------ Excerpted passage ------

We sin against our wives when we fail to nourish them in this way, to provide for them, when we're lazy and fail to work hard to provide for them, when we spend our families into needless debt to fund some lifestyle choice, when we're miserly in what we give our wives. There are some men who say, "Here, honey. Here's five dollars. Enjoy getting the groceries for the week." When we force our wives to simply fund a lifestyle we want, we force them to work to fund this lifestyle that we want but we don't need and we can't really afford. When we make those choices, we are not nourishing our wives. Christ calls us to love our wives with a nourishing love.

------

> [List of tasks]:
A: In the passage on husbands nourishing their wives, what kind of love does Christ call husbands to have for their wives?
B: Which ways of sinning against wives does the first sentence of the passage on husbands nourishing their wives list after "when we fail to nourish them in this way"?
C: Carry on the passage on husbands nourishing their wives, starting after its final sentence.
The stored data comes from a separate source, not from the passage on husbands nourishing their wives.

------ Records shown ------

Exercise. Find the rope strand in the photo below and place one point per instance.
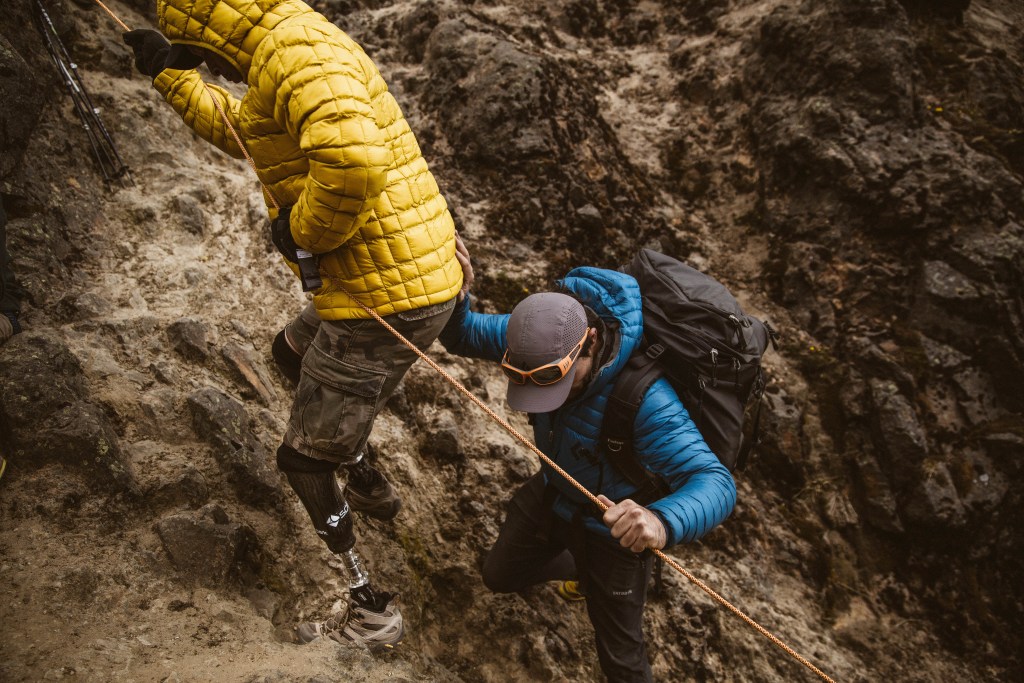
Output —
(512, 430)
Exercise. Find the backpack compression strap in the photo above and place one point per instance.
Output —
(616, 430)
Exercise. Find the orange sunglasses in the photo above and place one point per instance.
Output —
(545, 375)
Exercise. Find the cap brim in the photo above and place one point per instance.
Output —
(529, 397)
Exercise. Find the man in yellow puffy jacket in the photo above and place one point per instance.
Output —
(333, 150)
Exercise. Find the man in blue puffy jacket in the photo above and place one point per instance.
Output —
(561, 352)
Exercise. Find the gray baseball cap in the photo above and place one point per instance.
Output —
(543, 329)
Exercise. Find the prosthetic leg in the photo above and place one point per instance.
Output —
(373, 619)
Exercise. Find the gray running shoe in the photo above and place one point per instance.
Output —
(368, 492)
(375, 631)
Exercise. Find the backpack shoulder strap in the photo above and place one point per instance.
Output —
(632, 384)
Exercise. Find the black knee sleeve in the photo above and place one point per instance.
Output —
(289, 363)
(314, 483)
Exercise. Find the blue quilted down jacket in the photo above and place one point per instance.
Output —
(666, 438)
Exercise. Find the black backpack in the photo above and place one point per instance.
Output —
(698, 338)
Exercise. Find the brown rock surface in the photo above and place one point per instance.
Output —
(851, 169)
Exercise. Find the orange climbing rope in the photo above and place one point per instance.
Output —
(514, 432)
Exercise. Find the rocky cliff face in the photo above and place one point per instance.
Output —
(852, 170)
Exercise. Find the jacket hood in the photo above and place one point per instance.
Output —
(615, 298)
(232, 29)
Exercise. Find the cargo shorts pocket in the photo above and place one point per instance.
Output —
(335, 404)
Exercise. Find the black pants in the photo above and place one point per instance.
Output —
(614, 580)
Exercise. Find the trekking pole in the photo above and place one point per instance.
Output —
(515, 433)
(111, 164)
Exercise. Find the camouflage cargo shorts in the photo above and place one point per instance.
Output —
(349, 370)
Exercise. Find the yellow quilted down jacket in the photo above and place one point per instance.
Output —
(327, 138)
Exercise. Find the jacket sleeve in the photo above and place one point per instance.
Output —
(474, 335)
(321, 98)
(668, 442)
(193, 99)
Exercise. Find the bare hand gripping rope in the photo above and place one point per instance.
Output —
(508, 427)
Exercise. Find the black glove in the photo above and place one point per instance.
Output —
(281, 233)
(151, 50)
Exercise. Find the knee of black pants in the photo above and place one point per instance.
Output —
(290, 460)
(497, 577)
(313, 481)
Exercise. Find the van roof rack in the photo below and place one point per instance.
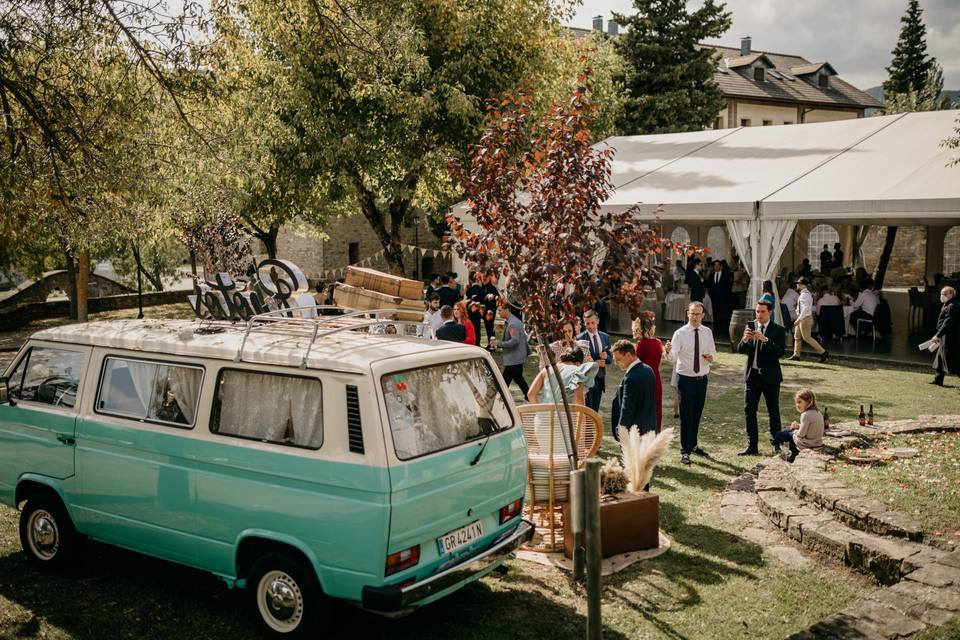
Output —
(347, 320)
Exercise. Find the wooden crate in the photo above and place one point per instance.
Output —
(379, 281)
(628, 522)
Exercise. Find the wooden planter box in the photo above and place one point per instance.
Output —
(628, 522)
(380, 282)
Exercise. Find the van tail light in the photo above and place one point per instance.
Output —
(401, 560)
(512, 510)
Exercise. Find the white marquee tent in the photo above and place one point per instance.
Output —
(761, 180)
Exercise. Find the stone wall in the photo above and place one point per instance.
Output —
(318, 256)
(908, 261)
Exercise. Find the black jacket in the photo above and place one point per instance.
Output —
(452, 331)
(769, 357)
(720, 292)
(635, 402)
(694, 280)
(948, 330)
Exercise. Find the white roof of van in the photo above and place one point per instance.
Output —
(278, 343)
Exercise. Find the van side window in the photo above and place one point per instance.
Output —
(152, 391)
(48, 376)
(268, 407)
(442, 406)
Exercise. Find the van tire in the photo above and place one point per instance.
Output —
(47, 535)
(286, 596)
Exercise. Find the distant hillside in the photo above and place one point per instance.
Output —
(877, 92)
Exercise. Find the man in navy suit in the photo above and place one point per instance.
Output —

------

> [The results]:
A: A nourishing love.

B:
- Failing to provide for them
- Being lazy and failing to work hard to provide for them
- Spending families into needless debt to fund some lifestyle choice
- Being miserly in what is given to wives

C:
Now that brings us to the second quality that our love should have, that grows out of this picture of how we treat our own bodies. Not only do we nourish our bodies, but we cherish them, Paul says. And our love for our wives then should be a cherishing love. Look at verse 29: "for no one ever hated his own flesh, but nourishes and cherishes it…." We don't use the word "cherish" very often. The word, the Greek word literally means "to heat or to warm, to keep warm." Used metaphorically, it means to tenderly care for. The only other time in the New Testament this word occurs gives us a great word picture. It's in 1 Thessalonians. Turn over to 1 Thessalonians 2. Paul is describing his ministry among the Christians there in Thessalonica. And he says when we were there (this is verse 7 of 1 Thessalonians 2), "we proved to be gentle among you, as a nursing mother 'tenderly cares' (there's the same Greek word translated 'cherish' back in Ephesians 5, as a nursing mother 'cherishes' her own children, as she 'tenderly cares') for her own children." Paul's point is, back in Ephesians 5, that's exactly how we treat our bodies. We baby our bodies. Can I put it that way? We pamper our bodies.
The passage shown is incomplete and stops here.